>> BEGIN PROVIDED ENTRIES

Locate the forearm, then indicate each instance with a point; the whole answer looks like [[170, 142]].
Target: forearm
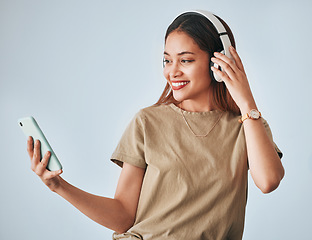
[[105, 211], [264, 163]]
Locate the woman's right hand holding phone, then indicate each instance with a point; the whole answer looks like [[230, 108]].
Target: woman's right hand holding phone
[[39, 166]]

>> END PROVIDED ENTRIES
>> BEGIN PROVIDED ENTRIES

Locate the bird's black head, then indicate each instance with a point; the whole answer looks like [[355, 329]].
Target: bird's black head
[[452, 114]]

>> END PROVIDED ENTRIES
>> BEGIN PROVIDED ENTRIES

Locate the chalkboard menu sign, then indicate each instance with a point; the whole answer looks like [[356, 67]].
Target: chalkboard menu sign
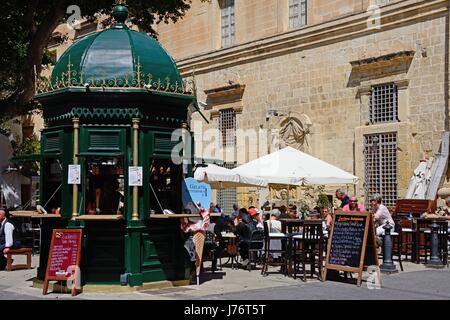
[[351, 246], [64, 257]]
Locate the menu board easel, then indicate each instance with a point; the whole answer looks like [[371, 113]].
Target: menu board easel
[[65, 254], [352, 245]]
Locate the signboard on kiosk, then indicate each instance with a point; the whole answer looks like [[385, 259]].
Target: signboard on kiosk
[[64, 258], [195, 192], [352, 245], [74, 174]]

>> END PROVIDED ENTRIES

# [WHAT IS ASKED]
Copy out, word for word, the items from the line with "Locate the forearm, then" to the line with "[[105, 211], [264, 163]]", both of those lines included. Leave the pictures out of your copy.

# [RESPONSE BELOW]
Locate the forearm, then indicate each instance with a point; the whole answer looks like [[170, 142]].
Target: forearm
[[105, 211], [264, 163]]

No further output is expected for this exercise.